Extracted entries:
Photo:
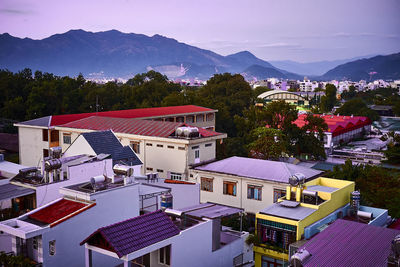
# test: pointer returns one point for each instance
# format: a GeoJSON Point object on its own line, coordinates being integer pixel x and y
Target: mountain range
{"type": "Point", "coordinates": [115, 54]}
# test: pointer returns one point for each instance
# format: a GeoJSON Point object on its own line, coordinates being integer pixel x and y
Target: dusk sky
{"type": "Point", "coordinates": [271, 29]}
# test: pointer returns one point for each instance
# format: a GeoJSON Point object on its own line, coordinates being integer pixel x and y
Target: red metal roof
{"type": "Point", "coordinates": [131, 113]}
{"type": "Point", "coordinates": [132, 126]}
{"type": "Point", "coordinates": [338, 124]}
{"type": "Point", "coordinates": [57, 211]}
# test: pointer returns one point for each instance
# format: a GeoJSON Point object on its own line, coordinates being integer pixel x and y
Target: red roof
{"type": "Point", "coordinates": [338, 124]}
{"type": "Point", "coordinates": [131, 113]}
{"type": "Point", "coordinates": [57, 211]}
{"type": "Point", "coordinates": [132, 126]}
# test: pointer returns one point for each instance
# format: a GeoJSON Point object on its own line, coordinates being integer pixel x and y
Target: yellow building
{"type": "Point", "coordinates": [284, 222]}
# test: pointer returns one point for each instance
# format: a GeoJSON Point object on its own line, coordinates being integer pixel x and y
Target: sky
{"type": "Point", "coordinates": [299, 30]}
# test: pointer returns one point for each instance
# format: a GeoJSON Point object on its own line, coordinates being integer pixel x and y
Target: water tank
{"type": "Point", "coordinates": [299, 258]}
{"type": "Point", "coordinates": [297, 179]}
{"type": "Point", "coordinates": [396, 246]}
{"type": "Point", "coordinates": [180, 131]}
{"type": "Point", "coordinates": [52, 164]}
{"type": "Point", "coordinates": [123, 170]}
{"type": "Point", "coordinates": [355, 201]}
{"type": "Point", "coordinates": [191, 132]}
{"type": "Point", "coordinates": [55, 152]}
{"type": "Point", "coordinates": [166, 201]}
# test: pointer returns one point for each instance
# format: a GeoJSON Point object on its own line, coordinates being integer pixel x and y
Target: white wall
{"type": "Point", "coordinates": [31, 146]}
{"type": "Point", "coordinates": [76, 174]}
{"type": "Point", "coordinates": [111, 207]}
{"type": "Point", "coordinates": [240, 200]}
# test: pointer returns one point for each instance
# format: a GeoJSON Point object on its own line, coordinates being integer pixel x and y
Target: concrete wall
{"type": "Point", "coordinates": [242, 183]}
{"type": "Point", "coordinates": [111, 207]}
{"type": "Point", "coordinates": [76, 174]}
{"type": "Point", "coordinates": [31, 146]}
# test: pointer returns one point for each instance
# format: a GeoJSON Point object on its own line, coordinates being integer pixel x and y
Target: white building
{"type": "Point", "coordinates": [247, 183]}
{"type": "Point", "coordinates": [37, 136]}
{"type": "Point", "coordinates": [187, 237]}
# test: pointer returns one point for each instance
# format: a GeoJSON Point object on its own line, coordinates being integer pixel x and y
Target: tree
{"type": "Point", "coordinates": [357, 107]}
{"type": "Point", "coordinates": [268, 144]}
{"type": "Point", "coordinates": [328, 101]}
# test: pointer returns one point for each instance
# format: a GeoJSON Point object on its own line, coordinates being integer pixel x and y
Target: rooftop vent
{"type": "Point", "coordinates": [299, 258]}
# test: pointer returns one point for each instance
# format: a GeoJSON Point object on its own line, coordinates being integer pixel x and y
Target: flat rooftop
{"type": "Point", "coordinates": [296, 213]}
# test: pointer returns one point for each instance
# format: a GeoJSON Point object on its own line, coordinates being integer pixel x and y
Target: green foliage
{"type": "Point", "coordinates": [329, 100]}
{"type": "Point", "coordinates": [357, 107]}
{"type": "Point", "coordinates": [379, 187]}
{"type": "Point", "coordinates": [268, 143]}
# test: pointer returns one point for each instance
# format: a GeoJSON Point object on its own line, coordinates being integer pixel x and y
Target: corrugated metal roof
{"type": "Point", "coordinates": [105, 142]}
{"type": "Point", "coordinates": [258, 169]}
{"type": "Point", "coordinates": [347, 243]}
{"type": "Point", "coordinates": [9, 191]}
{"type": "Point", "coordinates": [298, 213]}
{"type": "Point", "coordinates": [57, 211]}
{"type": "Point", "coordinates": [132, 126]}
{"type": "Point", "coordinates": [131, 235]}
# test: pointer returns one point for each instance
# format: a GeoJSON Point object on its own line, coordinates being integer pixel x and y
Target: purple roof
{"type": "Point", "coordinates": [259, 169]}
{"type": "Point", "coordinates": [347, 243]}
{"type": "Point", "coordinates": [131, 235]}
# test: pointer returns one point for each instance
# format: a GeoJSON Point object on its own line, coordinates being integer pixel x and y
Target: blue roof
{"type": "Point", "coordinates": [107, 143]}
{"type": "Point", "coordinates": [131, 235]}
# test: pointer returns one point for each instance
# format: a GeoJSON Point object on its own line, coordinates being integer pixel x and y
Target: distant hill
{"type": "Point", "coordinates": [116, 54]}
{"type": "Point", "coordinates": [312, 68]}
{"type": "Point", "coordinates": [382, 67]}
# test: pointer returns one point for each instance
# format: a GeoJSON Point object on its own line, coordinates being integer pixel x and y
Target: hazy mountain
{"type": "Point", "coordinates": [381, 67]}
{"type": "Point", "coordinates": [117, 54]}
{"type": "Point", "coordinates": [312, 68]}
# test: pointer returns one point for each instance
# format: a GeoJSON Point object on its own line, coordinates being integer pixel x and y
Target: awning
{"type": "Point", "coordinates": [10, 191]}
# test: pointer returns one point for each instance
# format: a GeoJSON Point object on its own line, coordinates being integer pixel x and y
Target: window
{"type": "Point", "coordinates": [52, 248]}
{"type": "Point", "coordinates": [135, 147]}
{"type": "Point", "coordinates": [45, 135]}
{"type": "Point", "coordinates": [175, 176]}
{"type": "Point", "coordinates": [254, 192]}
{"type": "Point", "coordinates": [165, 255]}
{"type": "Point", "coordinates": [206, 184]}
{"type": "Point", "coordinates": [200, 118]}
{"type": "Point", "coordinates": [278, 193]}
{"type": "Point", "coordinates": [229, 188]}
{"type": "Point", "coordinates": [67, 139]}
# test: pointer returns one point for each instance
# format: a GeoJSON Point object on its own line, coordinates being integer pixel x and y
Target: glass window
{"type": "Point", "coordinates": [229, 188]}
{"type": "Point", "coordinates": [254, 192]}
{"type": "Point", "coordinates": [278, 193]}
{"type": "Point", "coordinates": [206, 184]}
{"type": "Point", "coordinates": [67, 139]}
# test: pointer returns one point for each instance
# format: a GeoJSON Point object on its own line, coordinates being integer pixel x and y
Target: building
{"type": "Point", "coordinates": [247, 183]}
{"type": "Point", "coordinates": [289, 97]}
{"type": "Point", "coordinates": [347, 243]}
{"type": "Point", "coordinates": [37, 136]}
{"type": "Point", "coordinates": [163, 238]}
{"type": "Point", "coordinates": [50, 235]}
{"type": "Point", "coordinates": [286, 221]}
{"type": "Point", "coordinates": [168, 148]}
{"type": "Point", "coordinates": [341, 129]}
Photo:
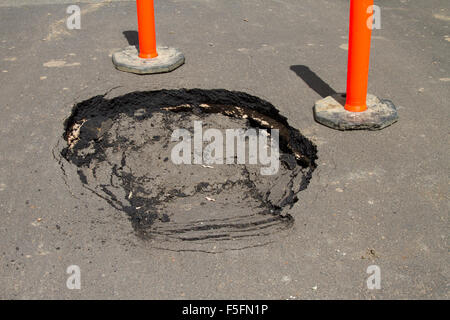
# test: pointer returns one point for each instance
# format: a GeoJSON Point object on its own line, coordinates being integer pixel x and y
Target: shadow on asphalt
{"type": "Point", "coordinates": [313, 80]}
{"type": "Point", "coordinates": [132, 37]}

Prompt: When copying, output the data exactly and leave out the pictures.

Reply to the task:
Photo:
# test: pointer returns one point for each instance
# format: a GeoJSON Point object on its own line, coordinates being integer pixel x and y
Target: mountain range
{"type": "Point", "coordinates": [115, 54]}
# test: pointer returns one point for each instance
# format: a GeoJSON Point object on its own line, coordinates being integer pixel x and y
Target: dusk sky
{"type": "Point", "coordinates": [271, 29]}
# test: pointer returns one point for each instance
# format: a GeoJSON Point object on its own line, coordinates being integer pixel x and y
Target: red metal roof
{"type": "Point", "coordinates": [131, 113]}
{"type": "Point", "coordinates": [132, 126]}
{"type": "Point", "coordinates": [338, 124]}
{"type": "Point", "coordinates": [57, 211]}
# test: pointer returns one point for each instance
# format: a GeoJSON Point object on its own line, coordinates being integer pixel x and y
Target: red roof
{"type": "Point", "coordinates": [338, 124]}
{"type": "Point", "coordinates": [131, 113]}
{"type": "Point", "coordinates": [57, 211]}
{"type": "Point", "coordinates": [132, 126]}
# test: pointer returns one point for each instance
# format: a GeoJSON Point object on its own line, coordinates being integer pixel x and y
Target: yellow building
{"type": "Point", "coordinates": [284, 222]}
# test: pointer returns one point for each instance
# format: a GeoJSON Point object on its own line, coordinates being integer pixel x and y
Target: sky
{"type": "Point", "coordinates": [299, 30]}
# test: pointer returns one point for each instance
# format: a GeoJSON Point object on its own line, coordinates being integer pixel x and y
Target: water tank
{"type": "Point", "coordinates": [299, 258]}
{"type": "Point", "coordinates": [297, 179]}
{"type": "Point", "coordinates": [396, 246]}
{"type": "Point", "coordinates": [180, 131]}
{"type": "Point", "coordinates": [52, 164]}
{"type": "Point", "coordinates": [123, 170]}
{"type": "Point", "coordinates": [355, 201]}
{"type": "Point", "coordinates": [191, 132]}
{"type": "Point", "coordinates": [55, 152]}
{"type": "Point", "coordinates": [166, 201]}
# test: pointer returns one point for each instance
# format: a GeoJSON Point object on its own line, coordinates being integer pixel x and y
Target: white wall
{"type": "Point", "coordinates": [31, 146]}
{"type": "Point", "coordinates": [76, 174]}
{"type": "Point", "coordinates": [111, 207]}
{"type": "Point", "coordinates": [240, 200]}
# test: pointer returns one point for each instance
# format: a GeoJSON Point object on its own line, coordinates being integer pixel x and y
Target: concrete wall
{"type": "Point", "coordinates": [242, 183]}
{"type": "Point", "coordinates": [111, 207]}
{"type": "Point", "coordinates": [76, 174]}
{"type": "Point", "coordinates": [31, 146]}
# test: pointer returns one point for each instance
# format: a GeoJSON Point object on its own line, coordinates being integer pixel x and y
Target: white building
{"type": "Point", "coordinates": [247, 183]}
{"type": "Point", "coordinates": [37, 136]}
{"type": "Point", "coordinates": [187, 237]}
# test: pointer returns one point for each instance
# format: a GeoJSON Point object on its own line, coordinates being integer pixel x and y
Target: tree
{"type": "Point", "coordinates": [357, 107]}
{"type": "Point", "coordinates": [268, 144]}
{"type": "Point", "coordinates": [328, 101]}
# test: pointer returns one point for each instance
# format: a GeoJSON Point object on its own line, coordinates being integer pixel x and y
Target: rooftop vent
{"type": "Point", "coordinates": [299, 258]}
# test: pointer returns one point for each instance
# format: a GeoJSON Point object on its own line, coordinates being integer pixel x and y
Target: flat rooftop
{"type": "Point", "coordinates": [296, 213]}
# test: pointer returns one point for each instance
# format: a GeoJSON Point object on its own line, coordinates being integer pixel x and y
Target: green foliage
{"type": "Point", "coordinates": [329, 100]}
{"type": "Point", "coordinates": [357, 107]}
{"type": "Point", "coordinates": [379, 187]}
{"type": "Point", "coordinates": [268, 143]}
# test: pointer returns one point for each instance
# format: a GeoJSON Point object on its own line, coordinates being integer pixel x and y
Target: corrugated metal roof
{"type": "Point", "coordinates": [105, 142]}
{"type": "Point", "coordinates": [258, 169]}
{"type": "Point", "coordinates": [347, 243]}
{"type": "Point", "coordinates": [9, 191]}
{"type": "Point", "coordinates": [298, 213]}
{"type": "Point", "coordinates": [57, 211]}
{"type": "Point", "coordinates": [132, 126]}
{"type": "Point", "coordinates": [131, 235]}
# test: pointer returns one point for each instance
# format: a GeoJSON Point object on its own line, coordinates being integer pixel x and y
Target: purple roof
{"type": "Point", "coordinates": [259, 169]}
{"type": "Point", "coordinates": [347, 243]}
{"type": "Point", "coordinates": [131, 235]}
# test: pointer returns one point for each instance
# format: a GeoJSON Point object on its own line, coordinates being integer pixel x and y
Target: blue roof
{"type": "Point", "coordinates": [107, 143]}
{"type": "Point", "coordinates": [131, 235]}
# test: pointer returns one point for each instance
# format: a GeoJSON Point object on its own line, coordinates being integer pixel x and y
Target: distant hill
{"type": "Point", "coordinates": [116, 54]}
{"type": "Point", "coordinates": [312, 68]}
{"type": "Point", "coordinates": [382, 67]}
# test: pointer returns one point for each instance
# format: a GeoJSON Point object on its own line, coordinates being integer pixel x and y
Target: hazy mountain
{"type": "Point", "coordinates": [381, 67]}
{"type": "Point", "coordinates": [117, 54]}
{"type": "Point", "coordinates": [312, 68]}
# test: pointer returns one point for each instance
# format: a GeoJSON Point object on its own line, coordinates being integer pixel x and y
Target: awning
{"type": "Point", "coordinates": [10, 191]}
# test: pointer returns one point for each instance
# format: a GeoJSON Point object on its own line, coordinates being integer pixel x and y
Target: window
{"type": "Point", "coordinates": [52, 248]}
{"type": "Point", "coordinates": [135, 147]}
{"type": "Point", "coordinates": [45, 135]}
{"type": "Point", "coordinates": [175, 176]}
{"type": "Point", "coordinates": [254, 192]}
{"type": "Point", "coordinates": [165, 255]}
{"type": "Point", "coordinates": [206, 184]}
{"type": "Point", "coordinates": [200, 118]}
{"type": "Point", "coordinates": [278, 193]}
{"type": "Point", "coordinates": [229, 188]}
{"type": "Point", "coordinates": [67, 139]}
# test: pointer returns one point for each instance
# format: a GeoJSON Point object on its own line, coordinates being integer pixel x and y
Target: glass window
{"type": "Point", "coordinates": [229, 188]}
{"type": "Point", "coordinates": [254, 192]}
{"type": "Point", "coordinates": [278, 193]}
{"type": "Point", "coordinates": [206, 184]}
{"type": "Point", "coordinates": [67, 139]}
# test: pointer returns one point for each instance
# format: a GeoJSON Point object on its own line, coordinates being integer pixel x and y
Target: building
{"type": "Point", "coordinates": [247, 183]}
{"type": "Point", "coordinates": [289, 97]}
{"type": "Point", "coordinates": [347, 243]}
{"type": "Point", "coordinates": [37, 136]}
{"type": "Point", "coordinates": [163, 238]}
{"type": "Point", "coordinates": [50, 235]}
{"type": "Point", "coordinates": [286, 221]}
{"type": "Point", "coordinates": [168, 148]}
{"type": "Point", "coordinates": [341, 129]}
Photo:
# test: pointer returns one point for each instance
# format: a GeoJSON Point object on its own line, coordinates being integer pixel x and y
Target: shadow on asphalt
{"type": "Point", "coordinates": [313, 80]}
{"type": "Point", "coordinates": [132, 37]}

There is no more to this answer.